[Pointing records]
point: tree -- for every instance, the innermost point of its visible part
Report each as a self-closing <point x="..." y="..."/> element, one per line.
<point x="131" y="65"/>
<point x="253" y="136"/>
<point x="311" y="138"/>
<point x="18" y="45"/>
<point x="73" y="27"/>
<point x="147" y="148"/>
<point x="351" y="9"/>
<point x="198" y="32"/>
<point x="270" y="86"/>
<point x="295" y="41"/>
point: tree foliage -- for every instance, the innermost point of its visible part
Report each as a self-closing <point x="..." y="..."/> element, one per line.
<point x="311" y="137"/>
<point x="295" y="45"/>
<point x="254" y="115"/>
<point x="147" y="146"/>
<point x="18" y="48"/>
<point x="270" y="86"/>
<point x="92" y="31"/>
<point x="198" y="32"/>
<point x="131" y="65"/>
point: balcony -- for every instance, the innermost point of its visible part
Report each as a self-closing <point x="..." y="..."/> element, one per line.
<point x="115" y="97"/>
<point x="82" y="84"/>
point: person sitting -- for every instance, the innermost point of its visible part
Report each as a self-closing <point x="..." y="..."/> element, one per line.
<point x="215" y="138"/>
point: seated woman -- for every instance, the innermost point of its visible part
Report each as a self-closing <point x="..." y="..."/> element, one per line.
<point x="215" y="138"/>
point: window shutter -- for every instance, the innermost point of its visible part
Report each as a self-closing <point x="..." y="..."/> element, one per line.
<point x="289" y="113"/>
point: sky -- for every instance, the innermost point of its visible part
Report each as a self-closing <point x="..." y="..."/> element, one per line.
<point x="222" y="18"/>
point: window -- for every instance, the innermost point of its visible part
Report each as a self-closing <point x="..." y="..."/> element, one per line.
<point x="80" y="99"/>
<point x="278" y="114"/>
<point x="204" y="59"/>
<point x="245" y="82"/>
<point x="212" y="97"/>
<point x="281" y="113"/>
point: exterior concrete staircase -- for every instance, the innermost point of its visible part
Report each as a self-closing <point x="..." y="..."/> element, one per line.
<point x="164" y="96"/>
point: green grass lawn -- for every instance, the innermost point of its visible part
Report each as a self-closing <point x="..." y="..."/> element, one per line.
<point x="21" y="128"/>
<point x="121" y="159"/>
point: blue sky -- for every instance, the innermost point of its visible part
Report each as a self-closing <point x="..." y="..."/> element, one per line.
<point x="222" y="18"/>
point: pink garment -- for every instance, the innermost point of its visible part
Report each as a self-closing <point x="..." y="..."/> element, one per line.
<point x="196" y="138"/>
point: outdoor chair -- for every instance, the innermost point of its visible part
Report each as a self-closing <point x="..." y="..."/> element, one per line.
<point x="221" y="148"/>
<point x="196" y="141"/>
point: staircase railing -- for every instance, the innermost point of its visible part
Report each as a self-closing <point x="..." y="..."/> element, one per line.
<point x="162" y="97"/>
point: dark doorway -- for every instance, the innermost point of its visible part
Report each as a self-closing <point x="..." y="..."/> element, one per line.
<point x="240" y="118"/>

Exercise requirements: Lay out these lines as a Markdown table with a column named Row for the row number and a column named Line for the line itself, leaving out any blank lines.

Task response:
| Row | Line |
|---|---|
| 1 | point: tree -- for every instance, the innermost point of its visible part |
| 2 | Report each as a self-closing <point x="..." y="..."/> element, one per line. |
| 3 | <point x="131" y="65"/> |
| 4 | <point x="253" y="136"/> |
| 5 | <point x="311" y="138"/> |
| 6 | <point x="18" y="45"/> |
| 7 | <point x="73" y="27"/> |
| 8 | <point x="147" y="148"/> |
| 9 | <point x="351" y="9"/> |
| 10 | <point x="198" y="32"/> |
| 11 | <point x="270" y="86"/> |
| 12 | <point x="295" y="41"/> |
| 13 | point: tree foliage -- for every instance, the innermost point of its visible part |
| 14 | Report each as a self-closing <point x="..." y="..."/> element, one per line. |
| 15 | <point x="311" y="137"/> |
| 16 | <point x="295" y="45"/> |
| 17 | <point x="254" y="115"/> |
| 18 | <point x="147" y="146"/> |
| 19 | <point x="18" y="48"/> |
| 20 | <point x="270" y="86"/> |
| 21 | <point x="92" y="31"/> |
| 22 | <point x="198" y="32"/> |
| 23 | <point x="131" y="65"/> |
| 24 | point: balcony -- for every instance, the innermost point of its visible part |
| 25 | Report each as a self-closing <point x="..." y="..."/> element, one per line. |
| 26 | <point x="115" y="97"/> |
| 27 | <point x="82" y="84"/> |
| 28 | point: person sitting -- for every instance, the innermost point of its visible part |
| 29 | Report each as a self-closing <point x="..." y="..."/> element, one per line. |
| 30 | <point x="215" y="138"/> |
| 31 | point: seated woman -- for every instance, the innermost point of its visible part |
| 32 | Report each as a self-closing <point x="..." y="..."/> element, one per line. |
| 33 | <point x="215" y="138"/> |
| 34 | point: window shutter -- for every instance, the innermost point of its visible part |
| 35 | Report each as a self-closing <point x="..." y="..."/> element, one per line. |
| 36 | <point x="289" y="113"/> |
| 37 | point: sky -- for every instance, the innermost point of its visible part |
| 38 | Report each as a self-closing <point x="..." y="..."/> element, one per line. |
| 39 | <point x="222" y="18"/> |
| 40 | point: window -- for every instance, the innermost point of its visible part |
| 41 | Report each as a self-closing <point x="..." y="..."/> element, one per line. |
| 42 | <point x="80" y="99"/> |
| 43 | <point x="278" y="114"/> |
| 44 | <point x="204" y="59"/> |
| 45 | <point x="245" y="82"/> |
| 46 | <point x="212" y="97"/> |
| 47 | <point x="281" y="113"/> |
| 48 | point: exterior concrete staircase -- for every instance, the innermost point of its visible part |
| 49 | Report each as a self-closing <point x="..." y="..."/> element, one per line. |
| 50 | <point x="164" y="96"/> |
| 51 | point: green grass lawn -- for every instance, the innermost point of its visible part |
| 52 | Report each as a self-closing <point x="..." y="..."/> element, one per line. |
| 53 | <point x="21" y="128"/> |
| 54 | <point x="121" y="159"/> |
| 55 | point: blue sky -- for every instance, the innermost point of its visible part |
| 56 | Report each as a self-closing <point x="..." y="..."/> element, one per line. |
| 57 | <point x="222" y="18"/> |
| 58 | point: pink garment -- for every instance, the innermost point of its visible part |
| 59 | Report each as a self-closing <point x="..." y="..."/> element, one per line. |
| 60 | <point x="196" y="138"/> |
| 61 | point: outdoor chair -- for every instance, the innermost point of its visible part |
| 62 | Report each as a self-closing <point x="..." y="..."/> element, one per line. |
| 63 | <point x="221" y="148"/> |
| 64 | <point x="196" y="141"/> |
| 65 | point: staircase railing -- for every instance, the innermost point of its visible part |
| 66 | Report each as a self-closing <point x="..." y="..."/> element, one per line. |
| 67 | <point x="162" y="97"/> |
| 68 | point: dark doorway -- for every instance, the innermost point of its visible part |
| 69 | Report each as a self-closing <point x="..." y="..."/> element, one per line. |
| 70 | <point x="240" y="118"/> |